:: TASK TO CARRY OUT ::
The result should be the line with "Each instance of the white crosswalk" followed by every remaining line of the entries, each reproduced exactly, with nothing else.

START DATASET EXTRACT

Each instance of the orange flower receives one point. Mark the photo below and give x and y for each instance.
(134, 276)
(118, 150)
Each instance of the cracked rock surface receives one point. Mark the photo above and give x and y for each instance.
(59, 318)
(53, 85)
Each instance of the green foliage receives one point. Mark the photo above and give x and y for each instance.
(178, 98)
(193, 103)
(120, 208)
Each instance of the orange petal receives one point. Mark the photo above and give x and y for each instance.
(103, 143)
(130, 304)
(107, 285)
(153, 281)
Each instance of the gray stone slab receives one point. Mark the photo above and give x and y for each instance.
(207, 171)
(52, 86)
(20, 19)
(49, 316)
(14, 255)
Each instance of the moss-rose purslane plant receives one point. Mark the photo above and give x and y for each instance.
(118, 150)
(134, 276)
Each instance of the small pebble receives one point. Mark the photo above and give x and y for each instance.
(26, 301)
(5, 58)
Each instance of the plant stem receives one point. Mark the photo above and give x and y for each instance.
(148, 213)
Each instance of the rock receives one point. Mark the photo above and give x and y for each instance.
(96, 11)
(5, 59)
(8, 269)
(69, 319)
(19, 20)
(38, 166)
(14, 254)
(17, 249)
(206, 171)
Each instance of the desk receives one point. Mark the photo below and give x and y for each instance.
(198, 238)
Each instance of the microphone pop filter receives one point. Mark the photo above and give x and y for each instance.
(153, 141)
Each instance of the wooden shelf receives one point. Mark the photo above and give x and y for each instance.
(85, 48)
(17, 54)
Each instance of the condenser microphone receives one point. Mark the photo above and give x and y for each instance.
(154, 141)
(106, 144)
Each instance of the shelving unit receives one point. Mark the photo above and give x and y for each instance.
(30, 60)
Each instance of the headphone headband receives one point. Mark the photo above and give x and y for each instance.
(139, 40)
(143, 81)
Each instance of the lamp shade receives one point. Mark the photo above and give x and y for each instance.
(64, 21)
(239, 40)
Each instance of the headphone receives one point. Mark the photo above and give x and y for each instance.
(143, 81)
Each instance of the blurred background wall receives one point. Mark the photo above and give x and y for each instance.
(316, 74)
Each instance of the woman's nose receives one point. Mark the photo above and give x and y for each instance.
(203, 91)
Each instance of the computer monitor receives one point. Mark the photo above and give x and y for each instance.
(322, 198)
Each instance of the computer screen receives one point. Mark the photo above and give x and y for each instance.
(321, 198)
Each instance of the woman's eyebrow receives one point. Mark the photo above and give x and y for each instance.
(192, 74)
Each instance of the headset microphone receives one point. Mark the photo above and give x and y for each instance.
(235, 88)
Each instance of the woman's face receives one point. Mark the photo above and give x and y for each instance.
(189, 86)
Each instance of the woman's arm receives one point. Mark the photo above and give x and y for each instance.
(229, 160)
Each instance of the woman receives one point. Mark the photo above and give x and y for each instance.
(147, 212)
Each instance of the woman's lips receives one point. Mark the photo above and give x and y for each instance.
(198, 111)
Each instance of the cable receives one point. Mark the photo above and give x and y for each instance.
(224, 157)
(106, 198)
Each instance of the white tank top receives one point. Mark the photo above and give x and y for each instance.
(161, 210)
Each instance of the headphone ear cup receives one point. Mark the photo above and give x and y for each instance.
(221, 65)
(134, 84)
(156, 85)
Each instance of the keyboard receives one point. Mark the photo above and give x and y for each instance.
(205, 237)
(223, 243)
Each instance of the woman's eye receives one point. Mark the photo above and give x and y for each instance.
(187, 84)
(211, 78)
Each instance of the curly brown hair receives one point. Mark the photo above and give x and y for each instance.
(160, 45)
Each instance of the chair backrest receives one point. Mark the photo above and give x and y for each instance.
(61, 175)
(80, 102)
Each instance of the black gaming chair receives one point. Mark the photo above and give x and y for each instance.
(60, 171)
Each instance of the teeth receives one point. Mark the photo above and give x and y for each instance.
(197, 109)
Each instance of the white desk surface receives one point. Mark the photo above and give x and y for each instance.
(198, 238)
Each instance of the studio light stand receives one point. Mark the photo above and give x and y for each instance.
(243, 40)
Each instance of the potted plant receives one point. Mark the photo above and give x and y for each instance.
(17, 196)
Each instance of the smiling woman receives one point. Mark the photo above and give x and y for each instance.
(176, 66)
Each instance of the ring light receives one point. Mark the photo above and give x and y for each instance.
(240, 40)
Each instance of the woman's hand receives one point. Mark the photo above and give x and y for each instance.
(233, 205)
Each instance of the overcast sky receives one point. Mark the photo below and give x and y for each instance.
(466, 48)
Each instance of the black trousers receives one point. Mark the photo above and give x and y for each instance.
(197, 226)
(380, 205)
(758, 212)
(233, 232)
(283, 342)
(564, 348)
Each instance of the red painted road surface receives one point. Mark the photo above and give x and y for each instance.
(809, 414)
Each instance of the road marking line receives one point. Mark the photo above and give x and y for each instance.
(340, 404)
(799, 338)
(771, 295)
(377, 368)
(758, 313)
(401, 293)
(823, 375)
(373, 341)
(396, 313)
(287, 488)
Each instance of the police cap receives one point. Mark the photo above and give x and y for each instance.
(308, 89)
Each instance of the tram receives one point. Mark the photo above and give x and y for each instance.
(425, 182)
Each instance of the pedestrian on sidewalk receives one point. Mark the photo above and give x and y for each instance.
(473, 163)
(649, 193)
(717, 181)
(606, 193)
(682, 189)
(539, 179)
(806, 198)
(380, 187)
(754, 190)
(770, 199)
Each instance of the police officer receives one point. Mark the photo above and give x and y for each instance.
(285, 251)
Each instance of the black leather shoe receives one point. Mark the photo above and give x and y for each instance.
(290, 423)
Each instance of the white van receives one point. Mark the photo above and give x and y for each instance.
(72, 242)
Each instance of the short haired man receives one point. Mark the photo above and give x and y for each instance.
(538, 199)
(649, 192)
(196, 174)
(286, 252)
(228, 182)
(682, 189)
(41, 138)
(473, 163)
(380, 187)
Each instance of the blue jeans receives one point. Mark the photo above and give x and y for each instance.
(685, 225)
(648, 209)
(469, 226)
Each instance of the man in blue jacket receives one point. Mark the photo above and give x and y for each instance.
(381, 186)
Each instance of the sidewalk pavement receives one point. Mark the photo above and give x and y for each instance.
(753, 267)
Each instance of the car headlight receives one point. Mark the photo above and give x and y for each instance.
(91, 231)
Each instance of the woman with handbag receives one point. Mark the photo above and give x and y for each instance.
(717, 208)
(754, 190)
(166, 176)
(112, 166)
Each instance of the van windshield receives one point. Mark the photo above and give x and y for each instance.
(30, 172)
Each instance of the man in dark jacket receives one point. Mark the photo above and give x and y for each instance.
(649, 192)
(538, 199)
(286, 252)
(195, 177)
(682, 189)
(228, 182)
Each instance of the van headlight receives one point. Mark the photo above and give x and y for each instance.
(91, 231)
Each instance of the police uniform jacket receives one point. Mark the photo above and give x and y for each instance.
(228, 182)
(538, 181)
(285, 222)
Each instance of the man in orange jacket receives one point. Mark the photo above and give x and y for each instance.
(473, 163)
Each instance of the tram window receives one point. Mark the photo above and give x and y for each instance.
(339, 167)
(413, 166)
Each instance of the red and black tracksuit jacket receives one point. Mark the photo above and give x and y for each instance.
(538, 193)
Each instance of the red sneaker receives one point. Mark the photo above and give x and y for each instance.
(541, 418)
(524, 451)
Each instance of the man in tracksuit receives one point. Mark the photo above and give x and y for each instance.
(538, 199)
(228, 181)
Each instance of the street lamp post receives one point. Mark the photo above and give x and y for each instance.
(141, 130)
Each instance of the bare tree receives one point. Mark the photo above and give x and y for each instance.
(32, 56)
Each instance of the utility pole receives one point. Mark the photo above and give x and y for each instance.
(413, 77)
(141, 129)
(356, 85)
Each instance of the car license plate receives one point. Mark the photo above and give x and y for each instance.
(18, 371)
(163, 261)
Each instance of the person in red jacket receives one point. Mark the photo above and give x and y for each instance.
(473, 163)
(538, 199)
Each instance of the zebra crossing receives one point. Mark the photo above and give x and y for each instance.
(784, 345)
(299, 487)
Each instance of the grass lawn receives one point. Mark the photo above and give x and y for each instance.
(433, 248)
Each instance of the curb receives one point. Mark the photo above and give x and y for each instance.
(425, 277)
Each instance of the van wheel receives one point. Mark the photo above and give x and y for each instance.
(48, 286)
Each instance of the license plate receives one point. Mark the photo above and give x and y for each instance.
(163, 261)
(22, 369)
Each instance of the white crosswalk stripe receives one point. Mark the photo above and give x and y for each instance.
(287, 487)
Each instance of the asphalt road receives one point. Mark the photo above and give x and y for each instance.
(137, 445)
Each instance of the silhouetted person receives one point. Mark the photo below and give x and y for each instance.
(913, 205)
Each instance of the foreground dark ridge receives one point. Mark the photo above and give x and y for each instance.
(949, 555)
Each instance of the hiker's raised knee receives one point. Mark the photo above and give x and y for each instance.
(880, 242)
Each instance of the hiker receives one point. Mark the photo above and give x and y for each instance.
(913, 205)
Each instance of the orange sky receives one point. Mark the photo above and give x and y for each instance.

END DATASET EXTRACT

:: RESPONSE AREA ::
Each instance of the white crosswalk stripe receives one point. Mark the photo above and give x and y for each instance.
(287, 487)
Each instance of the asphalt road receives one point. Mark the photo above and give x and y for each instance.
(137, 445)
Each instance of the silhouetted person receives one point. Mark the photo below and give x and y for each instance.
(913, 205)
Each instance of the foreground dark ridge receives one point. Mark the photo above and give x and y for each instance.
(949, 555)
Each instance of the hiker's raised knee receives one point. Mark the photo above and give x and y for each instance.
(880, 242)
Each instance of the hiker receives one point. Mark the photo above and give x and y for each instance.
(913, 205)
Each instance of the orange sky receives one point. Mark the photo above and give x and y for each instance.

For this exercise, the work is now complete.